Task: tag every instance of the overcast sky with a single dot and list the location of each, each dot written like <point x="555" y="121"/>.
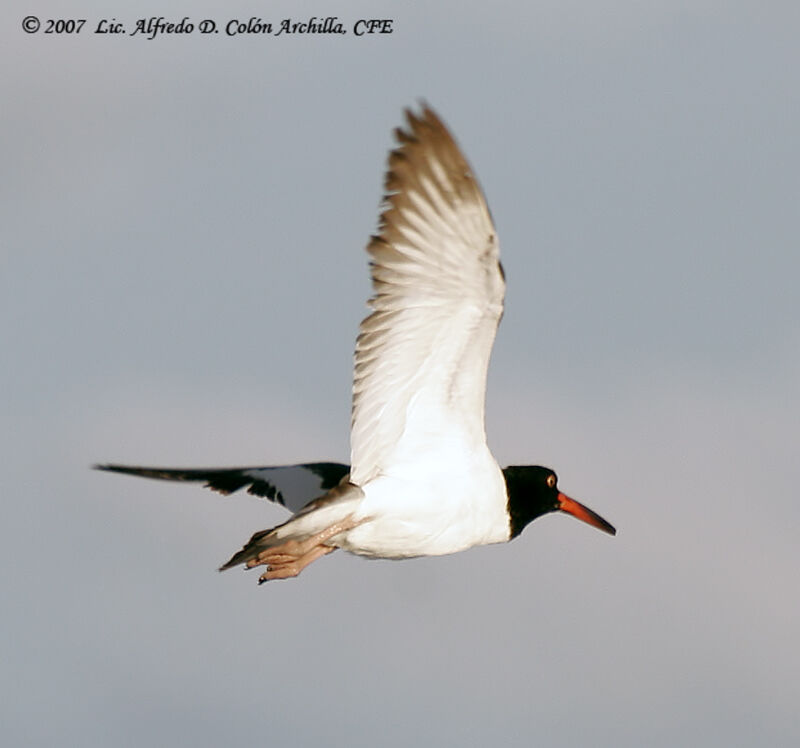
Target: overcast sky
<point x="182" y="272"/>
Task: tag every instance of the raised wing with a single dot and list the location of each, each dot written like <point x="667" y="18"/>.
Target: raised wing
<point x="292" y="486"/>
<point x="423" y="353"/>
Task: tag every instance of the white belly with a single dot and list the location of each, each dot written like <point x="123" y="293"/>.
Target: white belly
<point x="428" y="508"/>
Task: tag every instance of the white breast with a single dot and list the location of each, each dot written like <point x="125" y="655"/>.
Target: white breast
<point x="429" y="507"/>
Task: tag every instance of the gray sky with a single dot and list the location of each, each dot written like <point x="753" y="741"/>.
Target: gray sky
<point x="181" y="277"/>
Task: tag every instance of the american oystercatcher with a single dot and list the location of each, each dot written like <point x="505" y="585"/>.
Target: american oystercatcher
<point x="422" y="481"/>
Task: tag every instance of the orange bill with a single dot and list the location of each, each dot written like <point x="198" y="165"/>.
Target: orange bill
<point x="578" y="510"/>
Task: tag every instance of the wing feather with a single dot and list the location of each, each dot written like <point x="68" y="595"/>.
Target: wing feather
<point x="438" y="298"/>
<point x="292" y="486"/>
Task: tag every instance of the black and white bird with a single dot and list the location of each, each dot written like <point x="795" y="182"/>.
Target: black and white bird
<point x="422" y="481"/>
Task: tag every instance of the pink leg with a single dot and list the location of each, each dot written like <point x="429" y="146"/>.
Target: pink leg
<point x="293" y="568"/>
<point x="290" y="558"/>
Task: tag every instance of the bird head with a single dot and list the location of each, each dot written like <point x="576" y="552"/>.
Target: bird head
<point x="533" y="491"/>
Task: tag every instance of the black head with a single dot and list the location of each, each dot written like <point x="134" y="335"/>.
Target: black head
<point x="533" y="491"/>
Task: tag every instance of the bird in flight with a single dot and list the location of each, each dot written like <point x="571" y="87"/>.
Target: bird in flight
<point x="422" y="481"/>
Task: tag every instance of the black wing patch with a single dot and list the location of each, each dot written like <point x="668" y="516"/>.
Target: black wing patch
<point x="292" y="486"/>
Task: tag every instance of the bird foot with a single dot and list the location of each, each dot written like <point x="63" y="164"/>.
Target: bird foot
<point x="290" y="558"/>
<point x="283" y="566"/>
# # # #
__WHAT YOU SHOULD DO__:
Transcribe, word for word, every line from the one containing "Target: black wing patch" through the final line of the entries, and nothing else.

__ANSWER SPACE__:
Target: black wing patch
<point x="292" y="486"/>
Task: tag every instance of the bird foot with a single dot and list the location of each, each dot written like <point x="63" y="164"/>.
Target: bird foot
<point x="290" y="558"/>
<point x="283" y="566"/>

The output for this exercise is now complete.